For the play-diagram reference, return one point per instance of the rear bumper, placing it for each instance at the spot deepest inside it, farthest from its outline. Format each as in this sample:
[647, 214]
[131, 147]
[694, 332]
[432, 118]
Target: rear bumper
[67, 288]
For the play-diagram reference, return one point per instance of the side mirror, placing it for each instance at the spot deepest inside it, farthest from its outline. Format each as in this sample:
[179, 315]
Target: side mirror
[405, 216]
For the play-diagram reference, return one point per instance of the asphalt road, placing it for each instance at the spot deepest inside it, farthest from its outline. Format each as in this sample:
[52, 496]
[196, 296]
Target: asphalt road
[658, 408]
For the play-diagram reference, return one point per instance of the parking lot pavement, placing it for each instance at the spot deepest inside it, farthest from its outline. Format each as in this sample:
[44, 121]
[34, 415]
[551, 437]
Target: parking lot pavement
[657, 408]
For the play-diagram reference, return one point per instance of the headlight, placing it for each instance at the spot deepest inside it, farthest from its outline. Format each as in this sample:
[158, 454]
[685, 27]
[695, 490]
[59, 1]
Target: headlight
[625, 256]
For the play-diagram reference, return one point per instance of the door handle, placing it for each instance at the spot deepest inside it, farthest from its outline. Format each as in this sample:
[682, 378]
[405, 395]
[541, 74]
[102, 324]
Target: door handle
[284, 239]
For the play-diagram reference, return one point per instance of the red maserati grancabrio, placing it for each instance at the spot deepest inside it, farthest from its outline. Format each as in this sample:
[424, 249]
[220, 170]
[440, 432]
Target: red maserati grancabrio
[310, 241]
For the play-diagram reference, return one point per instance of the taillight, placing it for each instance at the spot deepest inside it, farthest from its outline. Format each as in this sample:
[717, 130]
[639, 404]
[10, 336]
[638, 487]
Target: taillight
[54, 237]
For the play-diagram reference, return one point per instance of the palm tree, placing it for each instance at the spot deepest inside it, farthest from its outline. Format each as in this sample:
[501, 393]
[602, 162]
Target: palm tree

YOUR TASK => Please copy out the items from the line containing "of the palm" through the final line of the items, keeping every line identical to the original.

SOLUTION =>
For the play-diagram reference, return one point per instance of the palm tree, placing it for each instance at the spot deepest inside it, farthest from its outline. Format each as in this sample:
[501, 393]
[602, 162]
Target: palm tree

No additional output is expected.